_DIRECTION_. Collect every line of the material below that contains the word "shirt", and copy each of those lines in full. Matching is case-sensitive.

—————

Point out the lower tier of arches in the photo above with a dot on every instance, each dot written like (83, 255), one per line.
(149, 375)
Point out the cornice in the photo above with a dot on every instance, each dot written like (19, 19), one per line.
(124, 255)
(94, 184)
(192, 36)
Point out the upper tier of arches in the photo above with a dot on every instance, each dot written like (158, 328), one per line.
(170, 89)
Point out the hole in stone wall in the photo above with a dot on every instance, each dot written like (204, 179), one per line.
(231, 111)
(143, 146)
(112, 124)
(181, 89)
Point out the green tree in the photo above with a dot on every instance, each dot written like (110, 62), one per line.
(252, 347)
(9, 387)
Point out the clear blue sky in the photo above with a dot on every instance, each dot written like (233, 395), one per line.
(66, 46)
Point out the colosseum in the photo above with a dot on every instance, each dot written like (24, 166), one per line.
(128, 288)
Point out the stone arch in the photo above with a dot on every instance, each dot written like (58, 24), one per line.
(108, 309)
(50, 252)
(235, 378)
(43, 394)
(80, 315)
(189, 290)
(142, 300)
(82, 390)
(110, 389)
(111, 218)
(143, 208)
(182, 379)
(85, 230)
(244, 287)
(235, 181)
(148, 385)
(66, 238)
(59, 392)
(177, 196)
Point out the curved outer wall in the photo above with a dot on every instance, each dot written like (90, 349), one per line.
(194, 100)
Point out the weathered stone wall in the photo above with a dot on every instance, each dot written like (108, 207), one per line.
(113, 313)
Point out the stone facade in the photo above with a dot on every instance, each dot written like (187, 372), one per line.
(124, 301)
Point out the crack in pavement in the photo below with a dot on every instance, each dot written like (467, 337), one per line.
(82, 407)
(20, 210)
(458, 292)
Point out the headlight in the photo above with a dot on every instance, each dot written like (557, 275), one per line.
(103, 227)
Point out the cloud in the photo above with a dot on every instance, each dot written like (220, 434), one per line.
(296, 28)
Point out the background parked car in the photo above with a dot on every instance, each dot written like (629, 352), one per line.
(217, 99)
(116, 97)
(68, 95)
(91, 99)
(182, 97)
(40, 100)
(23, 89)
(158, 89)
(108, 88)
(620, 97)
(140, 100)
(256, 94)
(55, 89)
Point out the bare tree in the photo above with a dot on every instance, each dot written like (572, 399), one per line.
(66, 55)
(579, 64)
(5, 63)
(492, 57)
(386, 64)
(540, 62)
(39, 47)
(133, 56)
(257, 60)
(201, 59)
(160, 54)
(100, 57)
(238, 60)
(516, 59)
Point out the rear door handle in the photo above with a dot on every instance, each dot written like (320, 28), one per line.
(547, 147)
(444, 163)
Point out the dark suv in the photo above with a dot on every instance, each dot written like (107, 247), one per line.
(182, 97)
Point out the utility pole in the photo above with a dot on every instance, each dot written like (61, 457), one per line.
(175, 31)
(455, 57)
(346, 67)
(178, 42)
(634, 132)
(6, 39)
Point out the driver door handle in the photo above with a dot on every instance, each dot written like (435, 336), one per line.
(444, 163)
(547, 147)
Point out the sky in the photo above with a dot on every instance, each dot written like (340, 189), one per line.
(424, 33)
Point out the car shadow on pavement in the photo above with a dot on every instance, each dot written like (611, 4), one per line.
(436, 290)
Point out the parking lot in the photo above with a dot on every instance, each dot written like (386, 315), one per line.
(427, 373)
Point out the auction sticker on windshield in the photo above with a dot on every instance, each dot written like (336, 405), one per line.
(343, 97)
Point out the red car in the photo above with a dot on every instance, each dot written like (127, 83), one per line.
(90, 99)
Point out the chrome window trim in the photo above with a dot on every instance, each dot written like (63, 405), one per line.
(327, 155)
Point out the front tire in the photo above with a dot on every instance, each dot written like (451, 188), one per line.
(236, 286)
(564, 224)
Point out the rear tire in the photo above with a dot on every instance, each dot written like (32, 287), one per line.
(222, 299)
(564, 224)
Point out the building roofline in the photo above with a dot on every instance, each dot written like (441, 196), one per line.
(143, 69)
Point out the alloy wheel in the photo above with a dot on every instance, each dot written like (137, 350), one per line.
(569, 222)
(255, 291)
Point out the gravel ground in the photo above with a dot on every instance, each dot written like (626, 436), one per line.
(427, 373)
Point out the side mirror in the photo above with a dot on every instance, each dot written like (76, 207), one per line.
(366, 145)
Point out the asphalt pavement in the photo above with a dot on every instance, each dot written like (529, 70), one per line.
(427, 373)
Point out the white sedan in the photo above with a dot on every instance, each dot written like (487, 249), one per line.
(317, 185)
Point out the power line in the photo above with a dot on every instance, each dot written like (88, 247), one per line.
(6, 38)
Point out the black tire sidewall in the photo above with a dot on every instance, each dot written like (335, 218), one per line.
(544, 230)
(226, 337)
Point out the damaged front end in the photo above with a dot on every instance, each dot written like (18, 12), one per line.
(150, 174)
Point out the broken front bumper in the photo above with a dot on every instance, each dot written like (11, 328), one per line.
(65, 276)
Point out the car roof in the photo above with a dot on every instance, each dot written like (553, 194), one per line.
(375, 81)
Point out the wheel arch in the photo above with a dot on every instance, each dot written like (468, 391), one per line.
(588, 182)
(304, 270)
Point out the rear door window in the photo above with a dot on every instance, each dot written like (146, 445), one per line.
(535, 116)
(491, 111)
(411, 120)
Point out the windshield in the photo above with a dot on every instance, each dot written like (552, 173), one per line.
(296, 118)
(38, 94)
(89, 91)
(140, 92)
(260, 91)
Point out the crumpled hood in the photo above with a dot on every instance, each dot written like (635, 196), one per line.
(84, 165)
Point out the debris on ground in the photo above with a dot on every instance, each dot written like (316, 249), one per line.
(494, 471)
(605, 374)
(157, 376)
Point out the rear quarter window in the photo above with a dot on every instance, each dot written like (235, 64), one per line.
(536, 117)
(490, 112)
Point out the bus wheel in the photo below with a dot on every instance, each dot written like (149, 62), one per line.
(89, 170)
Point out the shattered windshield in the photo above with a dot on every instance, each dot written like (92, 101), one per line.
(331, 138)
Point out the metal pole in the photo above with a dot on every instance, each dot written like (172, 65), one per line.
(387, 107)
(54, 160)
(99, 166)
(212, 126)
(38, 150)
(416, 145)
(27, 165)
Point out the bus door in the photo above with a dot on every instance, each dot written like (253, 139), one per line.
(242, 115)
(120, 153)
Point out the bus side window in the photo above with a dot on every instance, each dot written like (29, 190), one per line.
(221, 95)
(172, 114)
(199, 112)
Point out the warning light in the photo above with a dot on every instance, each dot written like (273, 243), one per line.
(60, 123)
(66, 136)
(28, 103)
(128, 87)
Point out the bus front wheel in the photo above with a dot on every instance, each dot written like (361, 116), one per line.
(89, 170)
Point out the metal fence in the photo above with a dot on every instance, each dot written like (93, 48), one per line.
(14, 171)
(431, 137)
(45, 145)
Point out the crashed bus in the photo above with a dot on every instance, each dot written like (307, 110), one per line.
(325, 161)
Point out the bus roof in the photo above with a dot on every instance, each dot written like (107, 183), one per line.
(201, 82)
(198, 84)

—————

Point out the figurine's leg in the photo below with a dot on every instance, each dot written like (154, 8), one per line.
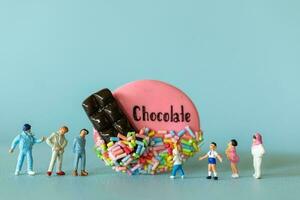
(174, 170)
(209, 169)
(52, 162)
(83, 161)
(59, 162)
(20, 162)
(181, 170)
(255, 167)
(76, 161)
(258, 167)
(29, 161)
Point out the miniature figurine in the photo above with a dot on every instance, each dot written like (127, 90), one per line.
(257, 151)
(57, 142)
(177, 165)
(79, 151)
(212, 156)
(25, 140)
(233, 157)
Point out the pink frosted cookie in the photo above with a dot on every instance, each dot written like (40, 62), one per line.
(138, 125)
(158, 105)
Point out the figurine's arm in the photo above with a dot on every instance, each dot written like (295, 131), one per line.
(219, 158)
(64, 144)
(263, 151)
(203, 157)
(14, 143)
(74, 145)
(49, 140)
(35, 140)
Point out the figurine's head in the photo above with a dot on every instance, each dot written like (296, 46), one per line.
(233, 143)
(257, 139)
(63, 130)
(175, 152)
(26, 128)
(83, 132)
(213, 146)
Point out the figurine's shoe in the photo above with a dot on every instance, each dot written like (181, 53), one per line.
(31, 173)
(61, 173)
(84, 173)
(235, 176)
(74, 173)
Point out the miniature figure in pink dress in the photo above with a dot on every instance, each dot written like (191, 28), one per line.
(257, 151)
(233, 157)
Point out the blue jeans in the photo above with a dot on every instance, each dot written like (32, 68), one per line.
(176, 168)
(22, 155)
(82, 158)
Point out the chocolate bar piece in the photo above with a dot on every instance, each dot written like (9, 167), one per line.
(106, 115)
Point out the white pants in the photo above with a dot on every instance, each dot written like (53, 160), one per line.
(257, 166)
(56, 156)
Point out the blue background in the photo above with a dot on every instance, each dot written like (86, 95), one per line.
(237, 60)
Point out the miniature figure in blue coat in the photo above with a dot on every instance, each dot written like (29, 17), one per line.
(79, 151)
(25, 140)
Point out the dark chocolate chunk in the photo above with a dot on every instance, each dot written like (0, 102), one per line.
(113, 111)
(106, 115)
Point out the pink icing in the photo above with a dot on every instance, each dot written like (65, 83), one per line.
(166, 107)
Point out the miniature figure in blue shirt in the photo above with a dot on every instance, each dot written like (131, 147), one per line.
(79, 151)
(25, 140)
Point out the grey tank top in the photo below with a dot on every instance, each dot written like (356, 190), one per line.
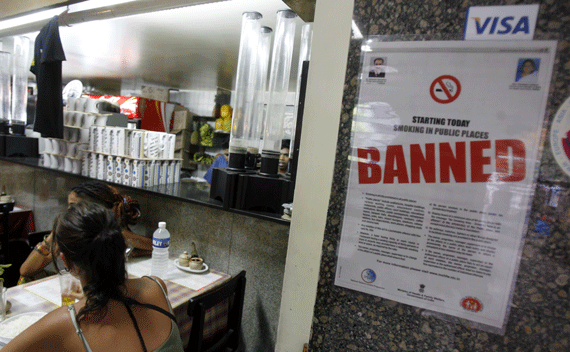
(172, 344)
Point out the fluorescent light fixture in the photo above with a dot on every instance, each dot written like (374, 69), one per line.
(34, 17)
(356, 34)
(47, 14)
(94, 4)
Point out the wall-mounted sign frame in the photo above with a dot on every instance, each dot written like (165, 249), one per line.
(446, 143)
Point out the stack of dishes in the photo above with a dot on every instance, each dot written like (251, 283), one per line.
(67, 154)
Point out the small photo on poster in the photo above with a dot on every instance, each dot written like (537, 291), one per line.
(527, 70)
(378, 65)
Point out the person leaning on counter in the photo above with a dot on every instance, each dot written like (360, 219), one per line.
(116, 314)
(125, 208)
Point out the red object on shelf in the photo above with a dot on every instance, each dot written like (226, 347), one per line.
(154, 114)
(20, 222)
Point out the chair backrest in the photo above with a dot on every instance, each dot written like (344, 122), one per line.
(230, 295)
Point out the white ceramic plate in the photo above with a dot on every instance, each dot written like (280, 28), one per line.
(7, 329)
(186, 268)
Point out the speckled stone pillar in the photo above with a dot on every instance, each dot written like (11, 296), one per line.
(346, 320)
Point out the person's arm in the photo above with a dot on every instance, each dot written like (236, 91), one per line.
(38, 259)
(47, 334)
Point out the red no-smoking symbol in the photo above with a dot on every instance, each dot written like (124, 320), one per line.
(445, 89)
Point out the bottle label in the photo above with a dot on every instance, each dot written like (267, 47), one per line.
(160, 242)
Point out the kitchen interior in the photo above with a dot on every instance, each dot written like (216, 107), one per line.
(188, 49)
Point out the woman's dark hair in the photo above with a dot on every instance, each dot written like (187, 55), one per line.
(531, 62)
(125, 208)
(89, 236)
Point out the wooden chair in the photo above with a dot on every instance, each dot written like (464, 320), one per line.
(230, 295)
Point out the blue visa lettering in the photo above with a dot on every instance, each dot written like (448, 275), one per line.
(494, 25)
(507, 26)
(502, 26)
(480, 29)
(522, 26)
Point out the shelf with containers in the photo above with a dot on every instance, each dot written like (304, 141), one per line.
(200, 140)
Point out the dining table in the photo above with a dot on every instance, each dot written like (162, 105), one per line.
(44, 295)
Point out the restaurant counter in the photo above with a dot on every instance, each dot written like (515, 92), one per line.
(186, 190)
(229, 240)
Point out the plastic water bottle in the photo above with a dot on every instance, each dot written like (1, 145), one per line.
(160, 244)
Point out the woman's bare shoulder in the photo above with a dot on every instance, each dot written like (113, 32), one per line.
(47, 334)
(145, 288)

—————

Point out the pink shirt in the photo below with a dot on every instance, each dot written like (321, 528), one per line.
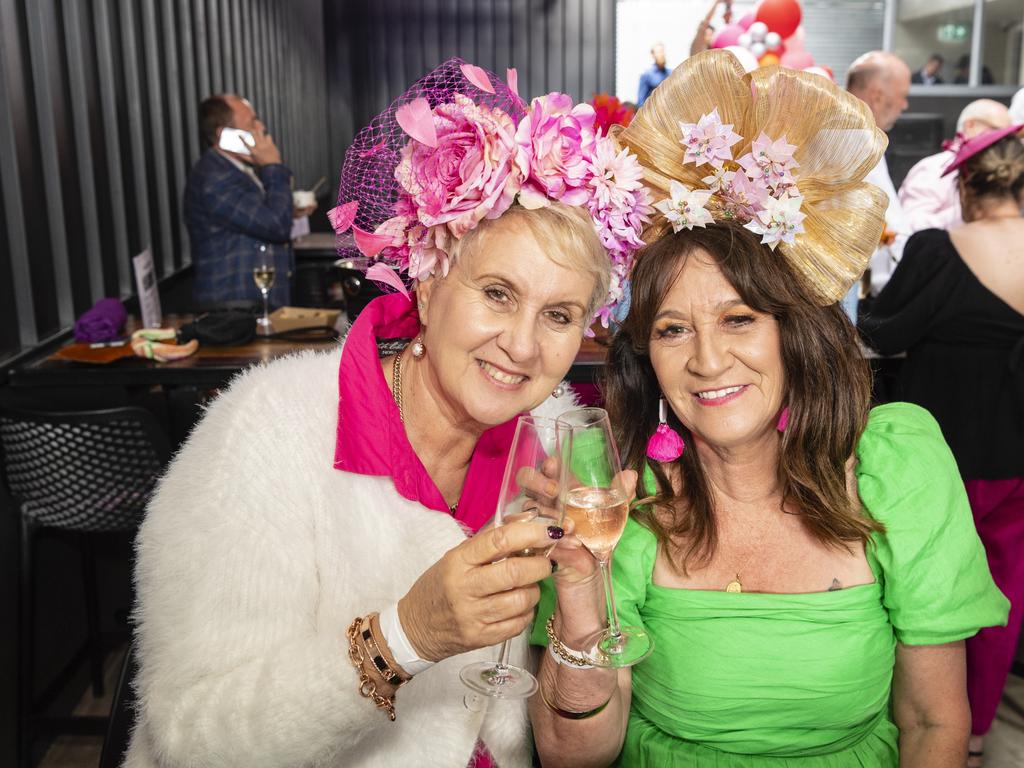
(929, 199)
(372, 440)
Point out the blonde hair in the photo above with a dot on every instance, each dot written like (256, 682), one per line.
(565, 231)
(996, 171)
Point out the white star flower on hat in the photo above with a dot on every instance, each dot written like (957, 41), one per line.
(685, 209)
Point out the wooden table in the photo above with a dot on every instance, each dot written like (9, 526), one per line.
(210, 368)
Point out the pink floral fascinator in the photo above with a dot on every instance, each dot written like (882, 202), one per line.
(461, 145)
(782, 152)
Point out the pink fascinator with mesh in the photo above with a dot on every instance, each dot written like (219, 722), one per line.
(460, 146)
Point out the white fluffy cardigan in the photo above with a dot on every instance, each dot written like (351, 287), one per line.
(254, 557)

—————

_RESULT FOR THIS TASK_.
Point out the miniature figure in blue shirt in the photo above with a dot on every instance, each dot written like (131, 147), one per line.
Point out the pink shirt in the photo below with a dot on every instance, each dot written like (321, 528), one per line.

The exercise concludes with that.